--- START DATA PROVIDED ---

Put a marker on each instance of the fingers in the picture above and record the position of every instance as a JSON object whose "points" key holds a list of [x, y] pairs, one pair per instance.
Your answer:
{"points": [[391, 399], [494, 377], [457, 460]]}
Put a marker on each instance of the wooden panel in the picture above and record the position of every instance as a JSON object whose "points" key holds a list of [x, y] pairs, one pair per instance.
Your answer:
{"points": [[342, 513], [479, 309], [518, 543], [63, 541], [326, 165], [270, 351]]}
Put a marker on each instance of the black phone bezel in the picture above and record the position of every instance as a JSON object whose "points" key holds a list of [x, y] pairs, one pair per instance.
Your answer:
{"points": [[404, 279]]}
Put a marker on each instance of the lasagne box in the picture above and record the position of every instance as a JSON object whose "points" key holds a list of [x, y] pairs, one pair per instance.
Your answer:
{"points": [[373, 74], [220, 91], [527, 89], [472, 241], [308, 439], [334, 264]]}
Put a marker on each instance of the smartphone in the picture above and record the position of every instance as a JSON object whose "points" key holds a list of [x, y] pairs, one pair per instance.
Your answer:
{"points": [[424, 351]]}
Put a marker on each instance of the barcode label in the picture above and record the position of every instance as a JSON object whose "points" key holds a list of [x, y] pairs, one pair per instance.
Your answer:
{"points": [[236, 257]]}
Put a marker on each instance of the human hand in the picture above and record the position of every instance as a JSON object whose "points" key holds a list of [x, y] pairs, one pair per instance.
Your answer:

--- END DATA PROVIDED ---

- PROBLEM TO SOLVE
Could you write out all the records again, swapping "Put a marker on" for "Place a dot on" everywhere and leaving the rest untouched?

- RESULT FOR THIS EXERCISE
Place a dot on each instance of the fingers in the picture above and record the position of every instance as a JSON object whose "points" key holds a list of [x, y] pairs, one pair per instance.
Your answer:
{"points": [[391, 399], [494, 377], [457, 460]]}
Place a dot on each instance of the wooden panel in the picture above and record the position of every instance as a JSON object whose "points" key holds a list of [x, y] pairs, one pair per instance.
Your answer:
{"points": [[342, 513], [479, 309], [518, 543], [63, 541], [326, 165], [270, 351]]}
Place a dot on each instance of the black phone bezel in the picture above and record the position of every instance as a JSON object whose "points" key holds a list of [x, y] pairs, one pair per instance.
Your answer:
{"points": [[404, 279]]}
Place a dot on each instance of the lasagne box in the picture above and record the position of every instance as a JSON object whose "points" key holds a list of [x, y] pairs, one pair per instance.
Your answer:
{"points": [[373, 74], [220, 91], [527, 89], [472, 241], [308, 439], [334, 264]]}
Place a dot on each instance of the smartphone in the picture above and record the position of every instance as a JSON object whose "points" key holds a list of [x, y] pairs, one pair per instance.
Your answer:
{"points": [[424, 351]]}
Place a dot on each instance of the barcode label in the picture above and record the position of every instance as a JSON object whose "points" key holds a list of [x, y] pairs, one pair per instance.
Your answer:
{"points": [[236, 257]]}
Place a dot on each instance of the human hand in the picture above and record the position of every instance as a JSON object whose "points" key holds a list of [x, y] pairs, one pair per instance.
Your answer:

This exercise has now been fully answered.